- Exercise task -
All of the records listed below should be retyped exactly.

── Data extract

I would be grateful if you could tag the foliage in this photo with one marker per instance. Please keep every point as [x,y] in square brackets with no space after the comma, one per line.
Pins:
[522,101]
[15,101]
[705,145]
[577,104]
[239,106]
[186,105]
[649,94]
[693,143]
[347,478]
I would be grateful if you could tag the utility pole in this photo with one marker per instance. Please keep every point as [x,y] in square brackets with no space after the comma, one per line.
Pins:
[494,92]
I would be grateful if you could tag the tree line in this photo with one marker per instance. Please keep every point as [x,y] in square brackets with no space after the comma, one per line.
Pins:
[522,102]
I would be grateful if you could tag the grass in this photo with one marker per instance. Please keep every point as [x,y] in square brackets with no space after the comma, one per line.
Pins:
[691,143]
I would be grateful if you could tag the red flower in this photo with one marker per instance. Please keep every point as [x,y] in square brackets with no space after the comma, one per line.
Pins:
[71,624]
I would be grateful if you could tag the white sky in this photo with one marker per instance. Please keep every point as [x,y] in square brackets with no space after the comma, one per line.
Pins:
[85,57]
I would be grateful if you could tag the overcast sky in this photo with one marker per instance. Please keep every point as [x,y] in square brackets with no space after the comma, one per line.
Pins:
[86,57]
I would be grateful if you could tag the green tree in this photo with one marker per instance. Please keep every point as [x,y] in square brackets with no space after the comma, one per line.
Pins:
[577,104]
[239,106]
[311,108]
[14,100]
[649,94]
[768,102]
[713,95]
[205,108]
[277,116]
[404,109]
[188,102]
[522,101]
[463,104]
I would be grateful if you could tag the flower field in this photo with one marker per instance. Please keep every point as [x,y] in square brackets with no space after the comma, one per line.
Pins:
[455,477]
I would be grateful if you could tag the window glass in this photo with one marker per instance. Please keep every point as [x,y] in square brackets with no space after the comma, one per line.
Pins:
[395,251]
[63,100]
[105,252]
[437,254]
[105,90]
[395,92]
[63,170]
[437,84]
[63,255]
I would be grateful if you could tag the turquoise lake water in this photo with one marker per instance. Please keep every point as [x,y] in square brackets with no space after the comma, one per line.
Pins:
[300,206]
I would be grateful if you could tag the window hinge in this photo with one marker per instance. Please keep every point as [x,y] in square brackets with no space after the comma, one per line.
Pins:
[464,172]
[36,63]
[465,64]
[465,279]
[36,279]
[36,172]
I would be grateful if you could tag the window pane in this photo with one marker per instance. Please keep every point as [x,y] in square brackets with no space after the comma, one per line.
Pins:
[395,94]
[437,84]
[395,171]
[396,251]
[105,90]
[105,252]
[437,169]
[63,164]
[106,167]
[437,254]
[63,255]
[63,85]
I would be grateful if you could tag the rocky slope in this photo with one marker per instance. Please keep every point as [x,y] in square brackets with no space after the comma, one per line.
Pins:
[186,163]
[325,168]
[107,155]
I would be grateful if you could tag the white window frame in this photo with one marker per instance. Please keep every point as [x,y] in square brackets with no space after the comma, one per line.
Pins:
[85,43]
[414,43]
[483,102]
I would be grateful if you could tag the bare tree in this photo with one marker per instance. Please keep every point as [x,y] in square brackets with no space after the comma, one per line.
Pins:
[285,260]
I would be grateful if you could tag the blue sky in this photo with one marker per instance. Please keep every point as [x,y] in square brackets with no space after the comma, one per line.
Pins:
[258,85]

────

- Task answer -
I would be grateful if you could tag the foliage in this photo with one marker per instance. Please keep every point as [x,y] in square brackets with no space after the comma, one per line.
Pins:
[522,101]
[15,101]
[705,145]
[577,104]
[239,106]
[186,105]
[649,94]
[693,143]
[347,478]
I would be grateful if you could tag the utility pole in this photo with one marker per instance. Please keep every point as [x,y] in square brackets with no space after the comma, one per line.
Pins:
[494,92]
I would be grateful if you could tag the tree line in this photo with one marker per instance. Please keep every point as [x,y] in square brackets with no space after the comma, one per line.
Pins:
[522,102]
I would be grateful if you could tag the grass in this photo with one marker per instance. Please keep every point as [x,y] in square brackets with no space after the comma, one per line.
Pins:
[691,143]
I would be grateful if you could tag the red flower in this photo with one marker per instance. Please keep every point as [x,y] in square brackets with no space after the comma, one per line.
Pins:
[71,624]
I would be grateful if you could tag the white sky in this photo with one marker per instance. Please keep every point as [x,y] in square brackets with no space after the comma, one per line.
Pins:
[85,57]
I would be grateful if you could tag the overcast sky in this photo with one marker per instance. Please keep every point as [x,y] in square brackets with no space after the comma, one per line.
Pins:
[86,57]
I would be grateful if you could tag the green tree in this photo with one marker per instance. Please keep every point as [x,y] in square brackets with no space after the comma, one per line.
Pins:
[577,104]
[239,106]
[311,108]
[14,100]
[649,94]
[768,102]
[713,95]
[205,108]
[277,116]
[404,109]
[188,102]
[522,101]
[463,104]
I would be grateful if you could tag the flower field in this photo with one marker per instance. Please keep every point as [x,y] in square brackets with no space after the comma, one per line.
Pins:
[455,477]
I would be grateful if you could tag the window glass in this photo with one marker per instance. Please keep every point as [x,y] in square brackets with no space after the comma, one per line.
Pins:
[395,251]
[63,100]
[105,252]
[437,254]
[105,90]
[395,92]
[63,170]
[437,84]
[63,255]
I would be grateful if you could tag the turquoise lake water in this photo with one marker per instance. Please keep every point as [x,y] in square brackets with no space after the comma, one per line.
Pins:
[300,206]
I would be grateful if you could tag the window hinge in this photo with one marker per instance. Please keep every point as [x,y] in square brackets with no space after the comma, one per line.
Pins:
[464,172]
[36,63]
[465,64]
[465,279]
[36,279]
[36,172]
I would be grateful if you could tag the window pane in this photo with one marker per instance. Please keep every point as [x,y] in square brackets with no space after the comma, one per line.
Pins:
[395,94]
[437,84]
[395,171]
[396,251]
[105,90]
[105,252]
[437,169]
[63,164]
[106,167]
[437,254]
[63,255]
[63,85]
I would be grateful if you could tag the rocky slope in this photo with one marker per instance. Please keep every point as [x,y] in square brackets with no space after the comma, one per line.
Pins:
[186,163]
[325,168]
[107,155]
I would be grateful if you could tag the white window frame in this photo with one marker per instance. Please keep every point as [x,y] in square brackets with no space after the comma, one per line.
Pins:
[85,43]
[414,43]
[483,102]
I would be grateful if you could tag the bare tree in this photo with one marker per instance. Please keep every point as [x,y] in square brackets with no space after the comma, one per line.
Pins:
[285,260]
I would be grateful if you could tag the blue sky in this photo with one marker per instance. Please keep every point as [x,y] in square brackets with no space after the comma, one per line.
Pins:
[258,85]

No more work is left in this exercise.